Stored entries
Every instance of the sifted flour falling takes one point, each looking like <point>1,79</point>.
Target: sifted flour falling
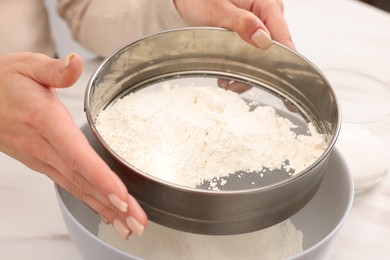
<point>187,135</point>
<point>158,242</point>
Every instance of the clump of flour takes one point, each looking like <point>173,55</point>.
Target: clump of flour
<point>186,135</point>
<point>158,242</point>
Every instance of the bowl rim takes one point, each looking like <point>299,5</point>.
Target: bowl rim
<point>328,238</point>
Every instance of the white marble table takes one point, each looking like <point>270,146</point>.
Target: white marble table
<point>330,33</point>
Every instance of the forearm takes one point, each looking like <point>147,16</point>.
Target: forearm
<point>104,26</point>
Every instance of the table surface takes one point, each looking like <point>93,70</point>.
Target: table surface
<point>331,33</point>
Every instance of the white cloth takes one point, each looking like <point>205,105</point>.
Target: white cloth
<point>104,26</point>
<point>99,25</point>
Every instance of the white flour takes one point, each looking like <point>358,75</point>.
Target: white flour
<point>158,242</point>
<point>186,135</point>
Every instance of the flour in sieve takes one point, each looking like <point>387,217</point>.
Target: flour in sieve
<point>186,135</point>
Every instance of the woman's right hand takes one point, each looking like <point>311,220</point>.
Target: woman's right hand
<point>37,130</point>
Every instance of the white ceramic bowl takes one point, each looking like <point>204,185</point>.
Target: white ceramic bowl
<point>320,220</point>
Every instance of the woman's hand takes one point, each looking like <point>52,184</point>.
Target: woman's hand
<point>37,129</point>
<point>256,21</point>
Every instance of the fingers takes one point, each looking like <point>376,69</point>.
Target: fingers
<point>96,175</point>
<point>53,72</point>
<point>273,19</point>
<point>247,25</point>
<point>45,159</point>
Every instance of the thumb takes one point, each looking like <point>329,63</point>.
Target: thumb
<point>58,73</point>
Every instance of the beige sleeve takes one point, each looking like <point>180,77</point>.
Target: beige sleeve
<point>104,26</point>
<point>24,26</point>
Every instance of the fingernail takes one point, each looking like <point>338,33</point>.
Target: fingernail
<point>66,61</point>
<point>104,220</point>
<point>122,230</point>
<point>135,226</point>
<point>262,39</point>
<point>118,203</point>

---

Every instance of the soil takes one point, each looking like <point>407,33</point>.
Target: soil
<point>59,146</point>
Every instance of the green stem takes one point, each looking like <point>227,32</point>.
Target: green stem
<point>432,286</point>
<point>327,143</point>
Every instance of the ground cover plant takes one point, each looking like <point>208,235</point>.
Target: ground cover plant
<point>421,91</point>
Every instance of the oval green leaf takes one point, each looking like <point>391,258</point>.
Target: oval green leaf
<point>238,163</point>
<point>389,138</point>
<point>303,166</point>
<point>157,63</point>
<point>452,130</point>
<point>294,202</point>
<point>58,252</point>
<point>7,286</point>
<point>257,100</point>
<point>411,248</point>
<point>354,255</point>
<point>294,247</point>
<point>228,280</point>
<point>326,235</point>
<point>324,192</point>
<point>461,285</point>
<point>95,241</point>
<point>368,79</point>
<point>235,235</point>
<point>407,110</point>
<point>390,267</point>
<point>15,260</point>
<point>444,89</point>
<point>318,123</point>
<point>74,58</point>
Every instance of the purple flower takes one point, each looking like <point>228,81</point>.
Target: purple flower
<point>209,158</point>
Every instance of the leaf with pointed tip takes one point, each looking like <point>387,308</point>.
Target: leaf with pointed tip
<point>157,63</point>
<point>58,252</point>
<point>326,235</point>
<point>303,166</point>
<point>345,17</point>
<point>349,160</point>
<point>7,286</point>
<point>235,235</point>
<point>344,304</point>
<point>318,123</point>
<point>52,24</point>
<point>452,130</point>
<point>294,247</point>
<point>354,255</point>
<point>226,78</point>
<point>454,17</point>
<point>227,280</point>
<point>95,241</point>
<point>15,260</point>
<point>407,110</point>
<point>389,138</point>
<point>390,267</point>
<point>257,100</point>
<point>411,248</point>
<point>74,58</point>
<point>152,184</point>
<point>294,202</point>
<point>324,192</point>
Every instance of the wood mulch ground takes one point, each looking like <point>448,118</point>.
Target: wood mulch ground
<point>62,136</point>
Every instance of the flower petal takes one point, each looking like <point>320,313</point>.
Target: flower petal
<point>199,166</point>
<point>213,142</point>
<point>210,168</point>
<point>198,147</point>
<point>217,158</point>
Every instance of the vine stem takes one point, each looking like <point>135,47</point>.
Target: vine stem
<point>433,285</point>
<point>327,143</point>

### Required work
What is asked for is an exact copy of the lines above from the one containing "Every instance of the table" through the one containing "Every instance of the white ceramic", and only those.

### Task result
Every instance of the table surface takes one point, each looking like <point>93,70</point>.
Target: table surface
<point>331,33</point>
Every instance of the white cloth takes one point, each looking like <point>205,105</point>.
Target: white cloth
<point>104,26</point>
<point>99,25</point>
Every instance of the white flour takes one point, each looking like <point>358,75</point>.
Target: white flour
<point>158,242</point>
<point>186,135</point>
Every instance of the flour in sieve takes one point, each looking like <point>387,217</point>.
Target: flour in sieve
<point>186,135</point>
Every instance of the woman's right hand takes one point, each looking like <point>311,220</point>.
Target: woman's right hand
<point>37,130</point>
Every instance of the white ceramic bowl takes one point, each looking like <point>204,185</point>.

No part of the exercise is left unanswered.